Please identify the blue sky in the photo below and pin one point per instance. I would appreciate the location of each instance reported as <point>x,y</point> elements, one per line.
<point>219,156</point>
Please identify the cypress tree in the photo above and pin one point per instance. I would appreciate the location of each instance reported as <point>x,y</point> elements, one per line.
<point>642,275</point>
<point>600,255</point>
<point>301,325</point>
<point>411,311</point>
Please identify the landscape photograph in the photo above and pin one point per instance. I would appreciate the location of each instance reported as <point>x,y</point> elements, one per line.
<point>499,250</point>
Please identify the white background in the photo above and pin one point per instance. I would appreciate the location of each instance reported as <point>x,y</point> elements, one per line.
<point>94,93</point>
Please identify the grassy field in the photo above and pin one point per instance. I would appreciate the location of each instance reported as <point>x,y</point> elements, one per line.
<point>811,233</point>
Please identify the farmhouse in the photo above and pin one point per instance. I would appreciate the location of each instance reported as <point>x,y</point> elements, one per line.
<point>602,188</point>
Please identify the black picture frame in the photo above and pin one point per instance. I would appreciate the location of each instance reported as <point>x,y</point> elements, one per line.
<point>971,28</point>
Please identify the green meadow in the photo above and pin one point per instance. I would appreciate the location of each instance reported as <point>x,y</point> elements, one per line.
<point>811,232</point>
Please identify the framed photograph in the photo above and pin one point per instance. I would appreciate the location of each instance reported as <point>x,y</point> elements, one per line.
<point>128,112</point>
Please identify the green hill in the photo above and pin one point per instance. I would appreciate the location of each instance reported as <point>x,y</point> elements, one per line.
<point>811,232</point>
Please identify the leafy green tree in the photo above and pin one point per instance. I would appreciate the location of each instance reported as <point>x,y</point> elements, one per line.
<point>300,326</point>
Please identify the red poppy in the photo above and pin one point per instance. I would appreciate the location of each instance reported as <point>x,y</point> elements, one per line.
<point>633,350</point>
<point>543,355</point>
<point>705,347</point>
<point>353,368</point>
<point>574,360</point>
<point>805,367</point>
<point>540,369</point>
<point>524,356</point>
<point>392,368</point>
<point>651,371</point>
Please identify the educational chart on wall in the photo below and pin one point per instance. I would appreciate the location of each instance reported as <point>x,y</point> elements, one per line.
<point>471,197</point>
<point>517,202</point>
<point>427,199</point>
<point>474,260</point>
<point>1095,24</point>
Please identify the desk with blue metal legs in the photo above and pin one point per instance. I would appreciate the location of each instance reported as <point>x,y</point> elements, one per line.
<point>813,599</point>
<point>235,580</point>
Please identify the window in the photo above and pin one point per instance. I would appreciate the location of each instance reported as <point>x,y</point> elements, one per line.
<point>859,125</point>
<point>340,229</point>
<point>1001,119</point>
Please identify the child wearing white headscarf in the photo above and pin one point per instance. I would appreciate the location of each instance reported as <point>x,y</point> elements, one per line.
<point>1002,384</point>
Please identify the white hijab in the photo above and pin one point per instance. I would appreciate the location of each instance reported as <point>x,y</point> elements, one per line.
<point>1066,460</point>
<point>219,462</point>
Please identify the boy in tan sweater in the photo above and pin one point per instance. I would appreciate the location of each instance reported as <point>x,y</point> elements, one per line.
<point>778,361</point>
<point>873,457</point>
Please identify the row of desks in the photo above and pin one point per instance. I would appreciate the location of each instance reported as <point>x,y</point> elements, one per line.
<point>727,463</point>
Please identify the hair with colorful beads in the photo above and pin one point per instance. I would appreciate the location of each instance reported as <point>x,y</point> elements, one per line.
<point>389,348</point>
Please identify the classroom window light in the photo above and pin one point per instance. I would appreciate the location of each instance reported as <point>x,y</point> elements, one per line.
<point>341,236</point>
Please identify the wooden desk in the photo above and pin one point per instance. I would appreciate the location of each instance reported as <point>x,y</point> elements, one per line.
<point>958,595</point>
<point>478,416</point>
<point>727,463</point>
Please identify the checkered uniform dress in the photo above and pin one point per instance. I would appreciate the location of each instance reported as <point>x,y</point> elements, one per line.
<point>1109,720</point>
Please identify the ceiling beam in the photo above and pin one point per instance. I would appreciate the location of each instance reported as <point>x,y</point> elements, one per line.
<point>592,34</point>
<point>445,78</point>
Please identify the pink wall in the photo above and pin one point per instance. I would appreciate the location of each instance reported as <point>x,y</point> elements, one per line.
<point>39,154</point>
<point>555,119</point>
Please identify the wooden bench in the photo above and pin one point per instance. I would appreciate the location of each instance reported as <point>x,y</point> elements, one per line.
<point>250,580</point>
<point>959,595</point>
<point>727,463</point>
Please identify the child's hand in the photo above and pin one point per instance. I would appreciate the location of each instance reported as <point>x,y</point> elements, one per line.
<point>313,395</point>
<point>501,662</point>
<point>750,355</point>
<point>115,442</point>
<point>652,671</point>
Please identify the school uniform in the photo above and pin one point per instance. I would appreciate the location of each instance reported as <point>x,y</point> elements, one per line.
_____
#### [About this exercise]
What is needed is an exact transcription of all the data.

#### [Written answer]
Please identify the blue sky in the photo below and pin one point per instance. I would appreciate the location of each instance reported as <point>x,y</point> elements, one per line.
<point>219,156</point>
Please identify the cypress tree in the photo above and pin one point per instance. I would appreciate the location of each instance reported as <point>x,y</point> elements, one per line.
<point>642,275</point>
<point>600,255</point>
<point>301,325</point>
<point>411,311</point>
Please identify the landscape photograph in the photo above and pin one point per instance. I would appreciate the location of each instance reported as <point>x,y</point> elements, one per line.
<point>499,250</point>
Please identify the white background in the photo above and pin one point per instance. I would appreciate the location of each instance reported as <point>x,y</point> elements, one per line.
<point>94,93</point>
Please identify the grassy field in the photo above and pin one point per instance. I would appreciate the location of each instance reported as <point>x,y</point> elements, one per line.
<point>811,233</point>
Please identify the farmhouse in the photo above and pin one point per instance. I would appreciate the location of each instance reported as <point>x,y</point> elements, one per line.
<point>602,188</point>
Please identify the black picture frame in the photo above and pin one point per instance. I would appreciate the location of each instance reported as <point>x,y</point> elements, one per line.
<point>971,28</point>
Please identify the green meadow in the photo above and pin one point per instance. I would appreciate the location of each instance reported as <point>x,y</point> elements, one per line.
<point>811,232</point>
Please identify the framed photograph in the photo above and pin one point per instance. I would appreciate the location of each instance reported as <point>x,y</point> elements, one per line.
<point>128,112</point>
Please identify the green hill in the photo above and pin one point per instance. I would appreciate the location of each instance reported as <point>x,y</point> elements, one per line.
<point>811,232</point>
Please identify the leafy green tree in the photo above and pin one point per instance. I would appreciate the location of each instance reported as <point>x,y</point> elements, one per line.
<point>300,326</point>
Please identify the red poppy in the photo above and pin one point per instance. I would appreciate the location of each instance reported as <point>x,y</point> elements, one per line.
<point>633,350</point>
<point>543,355</point>
<point>705,347</point>
<point>353,368</point>
<point>574,360</point>
<point>805,367</point>
<point>540,369</point>
<point>524,356</point>
<point>392,368</point>
<point>651,371</point>
Please identify the educational chart on wall in the photo below and pin one point per instance. I would appreciate the location of each instance reported as <point>x,y</point> elements, one per line.
<point>471,197</point>
<point>517,202</point>
<point>427,199</point>
<point>474,260</point>
<point>1095,24</point>
Please identify the desk with blue metal legs in the photo above and pin one point per instance. I would appreciate the location of each instance reported as <point>x,y</point> elements, one per line.
<point>813,599</point>
<point>235,580</point>
Please identify the window in the photo above and pin one point per instance. I would appreciate the location of each instance reported as <point>x,y</point> elements, one per line.
<point>859,125</point>
<point>340,229</point>
<point>1001,119</point>
Please identify the child wearing white headscarf in the photo above and pin one point per instance. I would appreciate the location of each instance reported as <point>x,y</point> elements, one per line.
<point>1002,384</point>
Please identify the white hijab in the photo above and pin one point per instance. I would appreciate the location of each instance reported as <point>x,y</point> elements, one per line.
<point>1066,460</point>
<point>219,462</point>
Please identify the boy in tan sweater in the photo above and pin one point per instance. I would appreciate the location of each instance reported as <point>x,y</point> elements, one per line.
<point>778,361</point>
<point>873,457</point>
Please identify the row of desks in the photo above and pin one point per instance. I would appreciate the location of each instance reported as <point>x,y</point> elements, one per line.
<point>727,463</point>
Please identify the hair with colorful beads in the photo above and pin one point per instance. I would appreciate the location of each instance reported as <point>x,y</point> elements, one per line.
<point>389,348</point>
Please identify the classroom window light in the photo above and pin one point per instance. I would appreciate the location of each instance reported as <point>x,y</point> elements, one per line.
<point>341,236</point>
Please identify the wooden desk in the photo above and pin one point per instance. I would appreciate the location of each instance reported as <point>x,y</point> elements, one per line.
<point>958,595</point>
<point>478,416</point>
<point>727,463</point>
Please identify the checkered uniform dress in the photo above and pin one point per instance. I would appreciate the location of each instance reported as <point>x,y</point> elements, one per line.
<point>1109,720</point>
Please identify the ceiling beam in the photo above and pin one point per instance. I would appreciate the location of each instance reported as <point>x,y</point> elements, one per line.
<point>592,34</point>
<point>445,78</point>
Please identify the pink wall in the photo above and pin one point per instance. I would appreciate the location of each instance reported as <point>x,y</point> elements, one per line.
<point>39,154</point>
<point>555,119</point>
Please identify the wooden bench in the photo above and pin one point per instance. I would appreciate the location of each instance reported as <point>x,y</point> elements, one per line.
<point>250,580</point>
<point>959,595</point>
<point>727,463</point>
Please identify the child's hand in the photo above and pin one point per instance. I would appreciate the location of each instance reported as <point>x,y</point> elements, one per line.
<point>313,395</point>
<point>501,662</point>
<point>750,355</point>
<point>115,442</point>
<point>652,671</point>
Please identify the school uniform in the photo above and pin one point per instance. I would appreciate the location of each instance reported as <point>x,y</point> elements, one per line.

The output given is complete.